(Instructions for the task) Rewrite the rows below as a JSON list of strings with one string for each line, leaving out any blank lines.

(Record set)
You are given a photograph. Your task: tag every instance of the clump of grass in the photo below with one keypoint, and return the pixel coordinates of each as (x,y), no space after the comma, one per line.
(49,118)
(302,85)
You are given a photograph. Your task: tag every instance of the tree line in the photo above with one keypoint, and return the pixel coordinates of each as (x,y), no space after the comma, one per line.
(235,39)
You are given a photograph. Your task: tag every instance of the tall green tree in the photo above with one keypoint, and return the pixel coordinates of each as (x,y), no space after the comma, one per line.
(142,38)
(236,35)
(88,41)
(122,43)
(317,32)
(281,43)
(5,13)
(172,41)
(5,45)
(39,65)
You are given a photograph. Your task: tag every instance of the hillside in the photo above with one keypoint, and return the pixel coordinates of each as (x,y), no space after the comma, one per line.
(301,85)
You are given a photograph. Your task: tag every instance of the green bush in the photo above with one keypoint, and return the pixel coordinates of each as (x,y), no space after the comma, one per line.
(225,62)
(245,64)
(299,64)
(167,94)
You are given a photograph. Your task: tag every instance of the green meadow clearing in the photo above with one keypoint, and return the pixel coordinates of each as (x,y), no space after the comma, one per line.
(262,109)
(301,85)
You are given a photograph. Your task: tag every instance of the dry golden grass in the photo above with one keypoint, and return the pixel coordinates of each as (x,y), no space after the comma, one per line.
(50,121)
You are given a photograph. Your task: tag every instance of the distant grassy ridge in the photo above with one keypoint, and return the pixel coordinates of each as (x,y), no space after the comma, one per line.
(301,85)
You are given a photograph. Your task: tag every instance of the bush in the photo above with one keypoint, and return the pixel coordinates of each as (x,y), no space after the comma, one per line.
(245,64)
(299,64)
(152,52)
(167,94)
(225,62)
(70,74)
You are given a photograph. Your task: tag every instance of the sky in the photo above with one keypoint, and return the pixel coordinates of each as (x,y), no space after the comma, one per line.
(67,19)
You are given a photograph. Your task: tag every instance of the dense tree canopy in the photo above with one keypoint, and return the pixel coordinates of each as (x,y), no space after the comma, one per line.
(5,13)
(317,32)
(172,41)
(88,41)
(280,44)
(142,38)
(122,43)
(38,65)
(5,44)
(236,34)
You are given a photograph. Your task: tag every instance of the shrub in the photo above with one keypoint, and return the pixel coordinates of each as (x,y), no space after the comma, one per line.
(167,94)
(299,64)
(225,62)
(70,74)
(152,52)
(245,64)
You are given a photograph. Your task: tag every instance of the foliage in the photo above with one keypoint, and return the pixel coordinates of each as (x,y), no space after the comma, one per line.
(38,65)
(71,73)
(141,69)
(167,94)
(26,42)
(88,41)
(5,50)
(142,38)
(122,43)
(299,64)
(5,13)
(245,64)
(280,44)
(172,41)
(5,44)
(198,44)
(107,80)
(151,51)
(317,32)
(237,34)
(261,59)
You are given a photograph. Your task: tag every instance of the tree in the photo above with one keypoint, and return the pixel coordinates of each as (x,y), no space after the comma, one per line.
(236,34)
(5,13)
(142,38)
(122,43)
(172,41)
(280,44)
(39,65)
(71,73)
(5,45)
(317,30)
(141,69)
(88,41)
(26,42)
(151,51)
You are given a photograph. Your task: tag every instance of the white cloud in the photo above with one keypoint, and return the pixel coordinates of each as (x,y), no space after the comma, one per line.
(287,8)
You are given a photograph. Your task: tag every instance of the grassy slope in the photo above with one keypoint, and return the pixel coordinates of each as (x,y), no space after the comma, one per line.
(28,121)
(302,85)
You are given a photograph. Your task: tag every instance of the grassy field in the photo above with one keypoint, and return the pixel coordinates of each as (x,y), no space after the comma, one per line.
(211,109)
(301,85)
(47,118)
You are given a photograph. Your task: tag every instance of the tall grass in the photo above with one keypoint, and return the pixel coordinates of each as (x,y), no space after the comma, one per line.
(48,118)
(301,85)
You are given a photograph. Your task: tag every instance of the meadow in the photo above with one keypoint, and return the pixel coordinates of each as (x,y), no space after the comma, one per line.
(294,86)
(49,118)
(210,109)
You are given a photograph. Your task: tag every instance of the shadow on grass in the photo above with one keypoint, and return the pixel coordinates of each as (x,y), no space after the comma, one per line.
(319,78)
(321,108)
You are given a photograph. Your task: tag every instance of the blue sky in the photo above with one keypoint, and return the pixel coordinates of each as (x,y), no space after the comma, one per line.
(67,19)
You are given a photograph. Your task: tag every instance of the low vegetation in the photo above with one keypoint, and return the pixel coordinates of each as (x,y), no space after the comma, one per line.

(Reply)
[
  "You are given a photograph. Your task: tag every instance of the clump of grass in the photo below with one keypoint, and return the pixel coordinates of each as (x,y), no space after the comma, one per line.",
  "(49,118)",
  "(302,85)",
  "You are given a photograph. Your task: tag every instance of the tree line in the photo above with one keypoint, and return the pixel coordinates of each as (x,y), no space after the comma, one per line.",
  "(235,39)",
  "You are given a photograph. Your task: tag every instance of the tall green tree in the photo above with one keypoint, and return the pixel coordinates of each as (x,y), no space after the comma, one per line.",
  "(142,38)",
  "(236,35)",
  "(88,41)",
  "(122,43)",
  "(317,32)",
  "(281,43)",
  "(5,13)",
  "(172,41)",
  "(5,45)",
  "(39,65)",
  "You are given a photograph. Your task: tag every instance of the hillside in the photo above with one keypoint, and return the pixel coordinates of each as (x,y), no space after the comma, one per line.",
  "(301,85)",
  "You are given a photograph. Your task: tag every instance of the green bush in the photo above with one keypoint, and return the pixel coordinates of each as (x,y), no space after the comma, one per line.",
  "(225,62)",
  "(245,64)",
  "(299,64)",
  "(167,94)",
  "You are given a photograph. Your task: tag every instance of the green meadow clearing in the photo above with one keypoint, and return the pixel coordinates of each as (x,y), no space after the comma, one per line.",
  "(262,109)",
  "(301,85)",
  "You are given a photograph. Your task: tag every instance of the dry golden grass in the photo above with one keypoint, and return the pixel coordinates of each as (x,y), no space after the comma, one per line.",
  "(50,121)",
  "You are given a photograph. Your task: tag every instance of the distant grassy ridge in the photo above with one keypoint, and return the pixel coordinates of each as (x,y), no space after the comma, one per line.",
  "(301,85)",
  "You are given a photograph. Your task: tag every instance of the bush in the photo above with one keypoint, and return the pixel coordinates of each as (x,y), no space after the comma, one per line.",
  "(245,64)",
  "(299,64)",
  "(152,52)",
  "(167,94)",
  "(225,62)",
  "(70,74)",
  "You are given a photograph. Your task: tag every instance of the sky in the photo above with one keypoint, and return the pixel coordinates of each as (x,y), no space after the comma, one per line.",
  "(67,19)",
  "You are given a photograph. Your task: tag every instance of the dense tree canopy in the photo above with one keypoint, and return the pixel coordinates of each as (x,y), no space after the comma, one per line.",
  "(5,13)",
  "(317,32)",
  "(172,41)",
  "(88,41)",
  "(280,44)",
  "(142,38)",
  "(122,43)",
  "(38,65)",
  "(5,44)",
  "(236,34)",
  "You are given a photograph. Your task: tag every instance of the shrub in the photo above with one keypoint, and return the pixel coordinates of each as (x,y), no space after the comma, one per line.",
  "(167,94)",
  "(299,64)",
  "(225,62)",
  "(70,74)",
  "(152,52)",
  "(245,64)",
  "You are given a photograph. Your task: tag every instance of the foliage in the photo above with one keypoint, and return the pixel coordinates of each as (x,y), no space after the comma, one per line.",
  "(38,65)",
  "(71,73)",
  "(141,69)",
  "(167,94)",
  "(26,42)",
  "(88,41)",
  "(5,50)",
  "(142,38)",
  "(122,43)",
  "(299,64)",
  "(5,13)",
  "(245,64)",
  "(280,44)",
  "(172,41)",
  "(5,44)",
  "(198,44)",
  "(107,80)",
  "(151,51)",
  "(317,32)",
  "(237,34)",
  "(261,59)",
  "You are given a photograph. Your task: tag every instance of the tree in the photo above with one keypoint, and return the pixel coordinates of each as (x,y), no space after the comma, one per line.",
  "(236,34)",
  "(5,13)",
  "(142,38)",
  "(122,43)",
  "(172,41)",
  "(280,44)",
  "(39,65)",
  "(71,73)",
  "(5,45)",
  "(317,30)",
  "(141,69)",
  "(88,41)",
  "(26,42)",
  "(151,51)",
  "You are given a photograph. Your task: tag every instance of the white cloud in the photo above with one keypoint, and return the pixel coordinates of each as (x,y), no space after the comma, one per line.",
  "(287,8)",
  "You are given a photograph. Your task: tag every instance of the grassy slope in the photo above with one keypoint, and return the pixel coordinates of each as (x,y), no space after the comma, one per line.",
  "(28,121)",
  "(302,85)",
  "You are given a photograph. Your task: tag every instance of the grassy field in the photo above with one keypoint, and return the pixel coordinates of each as (x,y), no space after the comma, one per line.",
  "(211,109)",
  "(301,85)",
  "(47,118)",
  "You are given a photograph. Your task: tag every instance of the tall grass in the photo above with one keypoint, and return the pixel coordinates of each as (x,y), no space after the comma, one per line.",
  "(48,118)",
  "(301,85)",
  "You are given a photograph. Your task: tag every instance of the meadow in the photo above with one keypoint, and return the pixel coordinates of each as (x,y), no space after the comma, one per line.",
  "(294,86)",
  "(49,118)",
  "(210,109)",
  "You are given a photograph. Your task: tag every instance of the shadow on grass in the photo above with one keypoint, and return the pixel coordinates of each as (x,y), no space after the comma, one per line.",
  "(319,78)",
  "(321,108)",
  "You are given a photograph. Your task: tag every instance of the blue sky in the photo above with one keypoint, and return the pixel coordinates of each as (x,y), no space after the comma, one per line.",
  "(67,19)",
  "You are given a photograph. Your task: tag every instance of the low vegetation in the photo above with one keypoint, and return the pixel coordinates of each as (x,y), no space after the comma, one per line."
]